──────── SUPPLIED TEXT

MAILERS MAY AGREE that the U.S. Postal Service is in need of an overhaul, but they differ on how free it should be to set rates and compete with private delivery systems.
The House Committee on Government Reform and Oversight's Subcommittee on the Postal Service recently heard some of these viewpoints from leaders of newspaper and other associations concerned with the mail.
The National Newspaper Association has three general concerns about the Postal Service, said Tonda Rush, NNA president and CEO.
The NNA believes the Postal Service "wants to favor mailers on the basis of their size," it is worried that the "Postal Service wants out of government [oversight] but wants to keep most of the advantages that go with it," and, in light of yet another second-class rate increase, NNA is concerned that its members "are getting less for more."
Rush told subcommittee chairman Rep. John McHugh (R-N.Y.) that NNA favors keeping the Postal Rate Commission and is against a proposal that would give substantial second-class discounts only to the largest mailers.
"The current system of laws and regulatory procedures governing the Postal Service is working well now," Rush noted in her prepared testimony. "The Postal Service has been freed of many constraints generally imposed on government agencies, while retaining significant advantages unavailable to private sector businesses.
"The combination of congressional oversight coupled with postal rate and mail classification review by the Postal Rate Commission has maintained a fairly balanced postal system," Rush said.
For example, oversight by the Congress and the Postal Rate Commission gave NNA and others the opportunity to challenge a 34% rate increase for second-class in-county. The Postal Service recalculated its math, and the result was a slight decline in the rate, Rush noted.
"If the committee is interested in legislative initiatives, we would recommend that the concept of a strong Postal Rate Commission be paramount in any statutory changes you might make," she added.
Cathleen Black, president and CEO of the Newspaper Association of America, pointed out that while newspapers often are "one of the largest customers of the Postal Service in their local area . . . in the overall scheme of things, newspapers are not considered large customers."
The newspaper industry has developed a "profound distrust" of the Postal Service, Black noted.
"This stems in large part from the attitude that the Postal Service has taken towards newspapers as advertising vehicles since the mid-1970s," she explained.
"Since that time, the Postal Service has treated newspapers more as competitors than as significant customers, and many newspapers believe that the Postal Service consciously has sought to drive advertising dollars out of the pages of newspapers and into direct mail," Black continued.
Further, Black said, NAA senses "a crisis of direction and purpose at the Postal Service.
"The institution is at a significant turning point, and we are concerned that it may be in danger of losing sight of what has been ? and remains ? its fundamental mission.
"More and more," Black testified, "we see the Postal Service moving away from an institution that should be run in a businesslike fashion, as the Postal Reorganization Act envisioned, to one that wants to be an independent business."
Black pointed out that while the Postal Service wants to be freed from regulatory constraints, it does not want to give up various benefits, such as being exempt from antitrust laws.
While all calls for regulatory relief may not be unreasonable, Black suggested the subcommittee not "confuse these instances with the Postal Service's rate, pricing and classification situation, for the rate making scheme that the Postal Service is under today is not only appropriate, but we believe absolutely necessary."
The subcommittee also should scrutinize the current reclassification case, which Black said the newspaper industry expects the Postal Rate Commission to reject.
Increasing postal costs also are "an urgent concern" to Magazine Publishers of America members, who generally support the reclassification proposals, according to MPA executive vice president George Gross.

────────────────
──────── MATERIAL SHOWN

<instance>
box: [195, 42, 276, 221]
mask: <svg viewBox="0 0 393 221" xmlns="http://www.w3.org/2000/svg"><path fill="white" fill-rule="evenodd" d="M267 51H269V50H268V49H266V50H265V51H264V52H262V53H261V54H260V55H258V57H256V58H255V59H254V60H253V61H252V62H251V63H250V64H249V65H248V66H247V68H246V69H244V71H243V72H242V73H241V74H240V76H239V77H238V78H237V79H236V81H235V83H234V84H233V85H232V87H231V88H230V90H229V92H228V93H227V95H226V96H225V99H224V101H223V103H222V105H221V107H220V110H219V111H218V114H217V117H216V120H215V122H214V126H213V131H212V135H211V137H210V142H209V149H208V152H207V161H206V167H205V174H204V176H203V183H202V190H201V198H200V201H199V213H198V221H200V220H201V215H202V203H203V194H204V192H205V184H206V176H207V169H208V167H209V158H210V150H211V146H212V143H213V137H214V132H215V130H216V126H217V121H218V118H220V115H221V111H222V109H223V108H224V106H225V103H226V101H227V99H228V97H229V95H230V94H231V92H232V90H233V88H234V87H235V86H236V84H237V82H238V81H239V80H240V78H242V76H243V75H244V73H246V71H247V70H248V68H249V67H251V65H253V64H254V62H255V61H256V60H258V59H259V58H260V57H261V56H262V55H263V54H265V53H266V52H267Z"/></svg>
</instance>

────────────────
──────── MATERIAL SHOWN

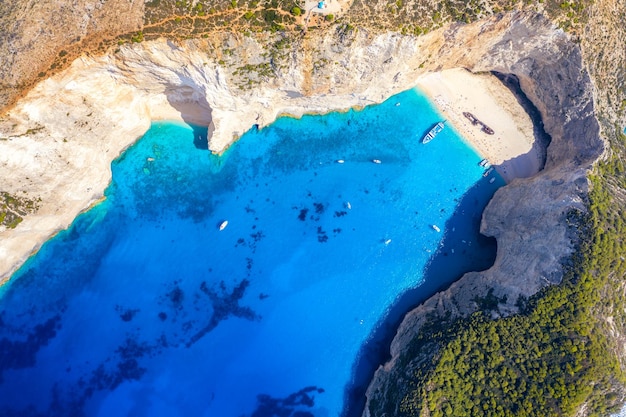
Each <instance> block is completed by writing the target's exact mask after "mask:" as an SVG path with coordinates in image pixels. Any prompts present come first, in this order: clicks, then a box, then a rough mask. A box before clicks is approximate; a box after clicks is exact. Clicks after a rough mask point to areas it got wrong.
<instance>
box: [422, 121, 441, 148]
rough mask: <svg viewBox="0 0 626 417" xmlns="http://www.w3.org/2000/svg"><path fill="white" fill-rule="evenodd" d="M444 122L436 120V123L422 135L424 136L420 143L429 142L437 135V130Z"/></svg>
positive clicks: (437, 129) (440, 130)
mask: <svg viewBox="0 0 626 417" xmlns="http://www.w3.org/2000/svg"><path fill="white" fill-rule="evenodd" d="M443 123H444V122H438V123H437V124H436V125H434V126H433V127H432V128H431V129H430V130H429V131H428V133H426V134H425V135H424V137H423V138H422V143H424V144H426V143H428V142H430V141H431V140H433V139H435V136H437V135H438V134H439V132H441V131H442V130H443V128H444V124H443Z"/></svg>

────────────────
──────── MATERIAL SHOWN

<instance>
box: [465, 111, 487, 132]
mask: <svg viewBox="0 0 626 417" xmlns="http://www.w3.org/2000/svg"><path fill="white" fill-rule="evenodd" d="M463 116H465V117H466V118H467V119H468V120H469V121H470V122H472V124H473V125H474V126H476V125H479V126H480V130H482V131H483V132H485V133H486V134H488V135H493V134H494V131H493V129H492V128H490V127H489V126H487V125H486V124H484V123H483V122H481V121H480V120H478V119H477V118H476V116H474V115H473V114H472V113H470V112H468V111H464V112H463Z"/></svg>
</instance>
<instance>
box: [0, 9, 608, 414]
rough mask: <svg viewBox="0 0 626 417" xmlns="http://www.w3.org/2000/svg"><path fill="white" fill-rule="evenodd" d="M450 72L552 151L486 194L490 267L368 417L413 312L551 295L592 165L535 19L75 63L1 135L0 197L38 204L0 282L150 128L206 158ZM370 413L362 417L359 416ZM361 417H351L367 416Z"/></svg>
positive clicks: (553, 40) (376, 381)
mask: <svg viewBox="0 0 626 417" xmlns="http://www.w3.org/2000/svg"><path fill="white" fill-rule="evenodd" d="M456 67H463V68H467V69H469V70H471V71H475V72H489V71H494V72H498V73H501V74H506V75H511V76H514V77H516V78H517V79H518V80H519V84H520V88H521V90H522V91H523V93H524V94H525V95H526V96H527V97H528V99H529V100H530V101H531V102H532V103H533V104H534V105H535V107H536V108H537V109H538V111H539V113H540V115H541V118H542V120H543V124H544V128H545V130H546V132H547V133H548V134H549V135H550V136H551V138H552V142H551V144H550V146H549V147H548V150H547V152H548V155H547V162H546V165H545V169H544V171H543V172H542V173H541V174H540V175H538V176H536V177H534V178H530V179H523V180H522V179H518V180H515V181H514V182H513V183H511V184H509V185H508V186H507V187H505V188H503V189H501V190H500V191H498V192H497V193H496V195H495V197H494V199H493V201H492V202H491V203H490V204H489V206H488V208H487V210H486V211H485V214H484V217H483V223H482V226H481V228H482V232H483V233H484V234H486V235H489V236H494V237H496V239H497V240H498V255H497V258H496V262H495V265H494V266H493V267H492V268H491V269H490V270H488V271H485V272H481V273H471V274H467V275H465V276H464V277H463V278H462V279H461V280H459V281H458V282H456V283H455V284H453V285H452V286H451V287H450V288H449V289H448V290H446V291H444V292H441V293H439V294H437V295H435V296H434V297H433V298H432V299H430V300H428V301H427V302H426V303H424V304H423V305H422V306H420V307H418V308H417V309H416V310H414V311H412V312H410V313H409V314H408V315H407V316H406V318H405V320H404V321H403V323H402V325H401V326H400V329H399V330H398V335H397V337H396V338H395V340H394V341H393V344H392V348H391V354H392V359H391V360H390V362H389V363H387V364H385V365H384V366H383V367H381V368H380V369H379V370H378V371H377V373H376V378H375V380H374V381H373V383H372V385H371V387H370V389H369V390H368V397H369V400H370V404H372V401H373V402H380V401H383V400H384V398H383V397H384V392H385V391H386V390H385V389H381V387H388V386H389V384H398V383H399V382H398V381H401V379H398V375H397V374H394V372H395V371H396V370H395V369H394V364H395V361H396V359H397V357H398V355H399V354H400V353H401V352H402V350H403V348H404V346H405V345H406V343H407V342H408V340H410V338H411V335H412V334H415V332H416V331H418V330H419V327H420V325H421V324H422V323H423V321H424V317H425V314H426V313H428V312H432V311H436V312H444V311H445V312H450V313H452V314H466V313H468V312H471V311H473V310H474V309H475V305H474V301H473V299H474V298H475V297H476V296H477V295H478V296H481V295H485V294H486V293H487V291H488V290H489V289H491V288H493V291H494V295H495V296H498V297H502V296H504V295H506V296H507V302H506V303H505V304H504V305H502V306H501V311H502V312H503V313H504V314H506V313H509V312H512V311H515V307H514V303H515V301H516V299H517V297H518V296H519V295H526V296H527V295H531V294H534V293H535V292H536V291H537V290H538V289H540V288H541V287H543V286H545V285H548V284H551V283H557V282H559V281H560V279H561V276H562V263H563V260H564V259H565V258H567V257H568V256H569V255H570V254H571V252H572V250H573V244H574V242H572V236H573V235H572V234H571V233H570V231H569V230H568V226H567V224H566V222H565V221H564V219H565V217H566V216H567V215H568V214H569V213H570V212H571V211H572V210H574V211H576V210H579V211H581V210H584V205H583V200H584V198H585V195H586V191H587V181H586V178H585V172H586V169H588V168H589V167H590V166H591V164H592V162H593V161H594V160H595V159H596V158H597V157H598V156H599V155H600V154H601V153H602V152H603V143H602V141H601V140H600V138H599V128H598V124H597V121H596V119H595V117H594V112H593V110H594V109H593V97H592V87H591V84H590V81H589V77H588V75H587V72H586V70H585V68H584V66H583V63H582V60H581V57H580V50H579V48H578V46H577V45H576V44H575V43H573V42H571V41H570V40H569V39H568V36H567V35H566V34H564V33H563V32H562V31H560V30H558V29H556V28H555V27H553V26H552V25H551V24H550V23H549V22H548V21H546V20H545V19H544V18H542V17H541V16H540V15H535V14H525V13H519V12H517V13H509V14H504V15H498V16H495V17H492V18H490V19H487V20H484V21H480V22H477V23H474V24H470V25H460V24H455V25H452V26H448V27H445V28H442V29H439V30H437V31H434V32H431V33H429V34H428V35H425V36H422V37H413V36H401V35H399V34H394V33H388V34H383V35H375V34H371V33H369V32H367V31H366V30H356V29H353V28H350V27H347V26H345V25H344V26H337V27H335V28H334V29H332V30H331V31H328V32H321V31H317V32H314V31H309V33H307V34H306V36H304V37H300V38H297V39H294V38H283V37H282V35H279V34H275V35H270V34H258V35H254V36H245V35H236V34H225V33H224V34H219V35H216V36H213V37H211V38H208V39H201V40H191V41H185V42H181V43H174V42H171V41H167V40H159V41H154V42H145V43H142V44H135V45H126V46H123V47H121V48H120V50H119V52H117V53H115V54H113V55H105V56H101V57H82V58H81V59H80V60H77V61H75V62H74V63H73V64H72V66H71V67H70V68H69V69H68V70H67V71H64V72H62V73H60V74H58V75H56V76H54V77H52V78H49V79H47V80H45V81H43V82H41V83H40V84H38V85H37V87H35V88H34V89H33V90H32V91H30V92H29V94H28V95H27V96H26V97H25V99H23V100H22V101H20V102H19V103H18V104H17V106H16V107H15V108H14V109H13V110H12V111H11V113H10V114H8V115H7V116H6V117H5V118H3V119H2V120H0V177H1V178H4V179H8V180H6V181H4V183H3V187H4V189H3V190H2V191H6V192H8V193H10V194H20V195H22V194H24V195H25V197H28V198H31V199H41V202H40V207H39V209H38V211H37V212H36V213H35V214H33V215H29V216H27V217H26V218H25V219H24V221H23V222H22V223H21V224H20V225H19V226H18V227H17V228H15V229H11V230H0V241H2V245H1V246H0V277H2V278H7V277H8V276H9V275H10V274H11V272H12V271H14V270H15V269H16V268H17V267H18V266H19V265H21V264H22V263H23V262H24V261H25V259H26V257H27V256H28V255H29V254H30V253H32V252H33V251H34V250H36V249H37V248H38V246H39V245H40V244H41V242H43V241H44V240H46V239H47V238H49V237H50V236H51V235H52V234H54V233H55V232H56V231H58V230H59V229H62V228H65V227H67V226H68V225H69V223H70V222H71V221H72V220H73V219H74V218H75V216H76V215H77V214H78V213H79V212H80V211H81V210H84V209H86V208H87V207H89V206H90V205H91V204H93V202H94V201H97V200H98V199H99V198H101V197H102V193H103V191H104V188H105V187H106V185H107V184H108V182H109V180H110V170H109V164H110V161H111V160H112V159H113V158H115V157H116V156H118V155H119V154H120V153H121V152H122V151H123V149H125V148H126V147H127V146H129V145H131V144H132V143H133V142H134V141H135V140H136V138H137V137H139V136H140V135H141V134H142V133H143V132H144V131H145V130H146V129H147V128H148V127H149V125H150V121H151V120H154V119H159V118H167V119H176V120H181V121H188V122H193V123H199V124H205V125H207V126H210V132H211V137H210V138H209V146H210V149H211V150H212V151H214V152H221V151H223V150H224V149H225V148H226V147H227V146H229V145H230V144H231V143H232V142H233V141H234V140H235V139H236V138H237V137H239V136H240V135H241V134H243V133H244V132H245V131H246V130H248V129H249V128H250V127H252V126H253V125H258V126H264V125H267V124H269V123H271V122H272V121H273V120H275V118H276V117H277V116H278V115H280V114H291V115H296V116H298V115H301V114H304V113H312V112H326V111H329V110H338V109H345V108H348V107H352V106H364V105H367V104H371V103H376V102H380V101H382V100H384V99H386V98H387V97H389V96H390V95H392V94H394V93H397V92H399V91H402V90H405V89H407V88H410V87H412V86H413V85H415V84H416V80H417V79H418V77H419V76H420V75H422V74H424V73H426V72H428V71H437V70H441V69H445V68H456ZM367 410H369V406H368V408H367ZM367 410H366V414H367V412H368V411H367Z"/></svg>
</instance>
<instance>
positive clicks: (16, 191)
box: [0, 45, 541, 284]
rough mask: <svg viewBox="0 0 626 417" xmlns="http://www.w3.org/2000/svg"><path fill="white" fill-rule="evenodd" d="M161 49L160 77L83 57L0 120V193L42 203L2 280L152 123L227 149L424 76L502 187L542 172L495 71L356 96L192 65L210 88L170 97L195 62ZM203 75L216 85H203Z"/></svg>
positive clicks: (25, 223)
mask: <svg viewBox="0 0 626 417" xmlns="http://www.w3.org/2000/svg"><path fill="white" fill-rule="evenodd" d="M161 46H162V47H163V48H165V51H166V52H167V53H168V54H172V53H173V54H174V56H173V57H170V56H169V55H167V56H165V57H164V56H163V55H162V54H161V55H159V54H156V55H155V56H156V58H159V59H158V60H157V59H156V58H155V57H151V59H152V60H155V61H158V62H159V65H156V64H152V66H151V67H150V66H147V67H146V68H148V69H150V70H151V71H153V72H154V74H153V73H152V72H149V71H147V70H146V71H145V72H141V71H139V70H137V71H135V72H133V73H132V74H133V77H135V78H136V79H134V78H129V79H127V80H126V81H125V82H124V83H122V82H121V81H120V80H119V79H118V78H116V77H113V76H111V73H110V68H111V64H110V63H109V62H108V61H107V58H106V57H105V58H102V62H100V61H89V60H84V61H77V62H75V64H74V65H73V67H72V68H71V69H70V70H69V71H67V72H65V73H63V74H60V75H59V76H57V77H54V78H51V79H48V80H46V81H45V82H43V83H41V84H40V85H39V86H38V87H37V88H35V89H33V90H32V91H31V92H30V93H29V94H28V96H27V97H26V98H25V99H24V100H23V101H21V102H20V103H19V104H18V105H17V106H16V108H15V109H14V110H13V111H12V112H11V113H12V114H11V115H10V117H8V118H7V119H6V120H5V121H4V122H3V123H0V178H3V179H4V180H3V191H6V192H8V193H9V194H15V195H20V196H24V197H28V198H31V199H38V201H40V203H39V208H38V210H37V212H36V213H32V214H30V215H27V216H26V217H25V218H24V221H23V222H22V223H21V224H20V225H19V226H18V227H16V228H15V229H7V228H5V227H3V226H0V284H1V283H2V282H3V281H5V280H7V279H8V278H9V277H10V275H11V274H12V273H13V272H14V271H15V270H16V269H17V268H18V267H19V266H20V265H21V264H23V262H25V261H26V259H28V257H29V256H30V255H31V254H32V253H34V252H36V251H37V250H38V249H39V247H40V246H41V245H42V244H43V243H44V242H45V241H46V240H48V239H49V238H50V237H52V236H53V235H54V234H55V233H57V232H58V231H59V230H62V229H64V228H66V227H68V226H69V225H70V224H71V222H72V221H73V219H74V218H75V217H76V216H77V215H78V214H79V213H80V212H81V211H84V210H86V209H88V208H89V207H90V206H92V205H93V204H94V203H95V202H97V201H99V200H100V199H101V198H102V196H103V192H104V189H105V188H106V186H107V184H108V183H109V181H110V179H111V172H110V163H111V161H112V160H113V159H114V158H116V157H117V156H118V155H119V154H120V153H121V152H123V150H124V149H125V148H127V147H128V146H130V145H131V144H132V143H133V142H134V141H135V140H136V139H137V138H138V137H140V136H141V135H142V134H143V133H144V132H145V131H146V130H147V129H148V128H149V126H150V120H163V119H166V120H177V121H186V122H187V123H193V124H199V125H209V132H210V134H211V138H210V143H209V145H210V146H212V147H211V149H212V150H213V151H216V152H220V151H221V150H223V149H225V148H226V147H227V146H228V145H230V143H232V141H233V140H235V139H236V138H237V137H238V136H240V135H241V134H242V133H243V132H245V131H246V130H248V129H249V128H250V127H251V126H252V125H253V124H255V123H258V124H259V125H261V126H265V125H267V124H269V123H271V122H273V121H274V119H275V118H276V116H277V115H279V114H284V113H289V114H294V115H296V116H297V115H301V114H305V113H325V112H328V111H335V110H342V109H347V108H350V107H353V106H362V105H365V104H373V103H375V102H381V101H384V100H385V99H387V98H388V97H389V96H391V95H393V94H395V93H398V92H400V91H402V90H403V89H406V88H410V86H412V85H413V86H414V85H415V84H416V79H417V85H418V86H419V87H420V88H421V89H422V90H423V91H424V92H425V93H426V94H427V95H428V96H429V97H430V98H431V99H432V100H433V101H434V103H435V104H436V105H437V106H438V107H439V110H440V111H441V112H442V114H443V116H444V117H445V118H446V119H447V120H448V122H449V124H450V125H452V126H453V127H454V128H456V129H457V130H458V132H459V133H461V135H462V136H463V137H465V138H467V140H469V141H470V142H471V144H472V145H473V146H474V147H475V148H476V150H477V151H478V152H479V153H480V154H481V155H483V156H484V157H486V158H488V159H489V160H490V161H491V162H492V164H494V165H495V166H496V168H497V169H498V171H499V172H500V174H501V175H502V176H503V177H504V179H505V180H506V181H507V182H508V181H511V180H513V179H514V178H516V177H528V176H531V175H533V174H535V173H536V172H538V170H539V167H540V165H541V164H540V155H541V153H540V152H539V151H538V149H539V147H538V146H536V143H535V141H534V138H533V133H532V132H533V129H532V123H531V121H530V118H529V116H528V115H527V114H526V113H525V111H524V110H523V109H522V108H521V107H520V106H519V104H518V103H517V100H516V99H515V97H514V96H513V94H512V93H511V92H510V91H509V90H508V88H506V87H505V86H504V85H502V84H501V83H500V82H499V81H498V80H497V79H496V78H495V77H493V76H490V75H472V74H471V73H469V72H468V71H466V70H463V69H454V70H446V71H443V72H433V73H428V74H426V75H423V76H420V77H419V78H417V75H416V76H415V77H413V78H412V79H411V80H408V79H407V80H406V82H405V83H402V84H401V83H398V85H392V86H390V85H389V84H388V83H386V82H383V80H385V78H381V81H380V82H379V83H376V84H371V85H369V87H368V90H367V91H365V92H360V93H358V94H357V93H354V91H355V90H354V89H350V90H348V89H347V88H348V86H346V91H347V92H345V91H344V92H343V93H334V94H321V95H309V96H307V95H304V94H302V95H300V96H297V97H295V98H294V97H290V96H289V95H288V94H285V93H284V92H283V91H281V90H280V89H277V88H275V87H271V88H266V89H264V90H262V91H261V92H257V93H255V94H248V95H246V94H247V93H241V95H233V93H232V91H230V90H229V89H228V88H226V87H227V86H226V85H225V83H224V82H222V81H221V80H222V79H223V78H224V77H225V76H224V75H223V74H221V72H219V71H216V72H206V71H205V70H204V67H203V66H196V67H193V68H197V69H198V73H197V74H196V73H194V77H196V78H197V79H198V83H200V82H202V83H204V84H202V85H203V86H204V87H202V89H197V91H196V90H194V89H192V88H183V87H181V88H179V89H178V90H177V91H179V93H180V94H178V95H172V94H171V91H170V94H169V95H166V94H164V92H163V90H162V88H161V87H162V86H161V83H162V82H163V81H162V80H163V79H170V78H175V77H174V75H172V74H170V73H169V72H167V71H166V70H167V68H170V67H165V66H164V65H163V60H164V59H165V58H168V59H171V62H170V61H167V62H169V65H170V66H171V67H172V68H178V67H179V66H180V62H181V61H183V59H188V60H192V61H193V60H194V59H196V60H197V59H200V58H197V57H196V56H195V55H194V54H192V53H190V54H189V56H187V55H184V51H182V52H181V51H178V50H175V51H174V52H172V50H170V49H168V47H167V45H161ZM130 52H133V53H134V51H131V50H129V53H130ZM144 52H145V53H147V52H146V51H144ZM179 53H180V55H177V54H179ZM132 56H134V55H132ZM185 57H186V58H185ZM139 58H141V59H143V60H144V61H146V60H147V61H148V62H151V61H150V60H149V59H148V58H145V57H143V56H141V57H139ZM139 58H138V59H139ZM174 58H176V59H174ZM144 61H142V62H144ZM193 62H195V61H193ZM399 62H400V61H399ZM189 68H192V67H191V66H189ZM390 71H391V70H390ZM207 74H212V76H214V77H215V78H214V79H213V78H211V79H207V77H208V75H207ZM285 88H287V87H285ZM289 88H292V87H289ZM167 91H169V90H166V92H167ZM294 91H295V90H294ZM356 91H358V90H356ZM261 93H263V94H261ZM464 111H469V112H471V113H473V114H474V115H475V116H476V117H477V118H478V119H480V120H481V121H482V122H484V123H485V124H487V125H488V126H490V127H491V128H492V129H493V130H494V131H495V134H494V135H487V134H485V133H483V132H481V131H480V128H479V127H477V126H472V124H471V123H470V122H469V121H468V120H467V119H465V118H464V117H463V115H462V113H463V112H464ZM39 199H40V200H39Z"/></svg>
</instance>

────────────────

■ **TASK TO COMPLETE**: From the postal reform article, copy the passage that begins with "MAILERS MAY AGREE" and ends with "private delivery systems.", renaming "Postal Service" as "USPS" wherever it occurs.

■ **YOUR SOLUTION**:
MAILERS MAY AGREE that the U.S. USPS is in need of an overhaul, but they differ on how free it should be to set rates and compete with private delivery systems.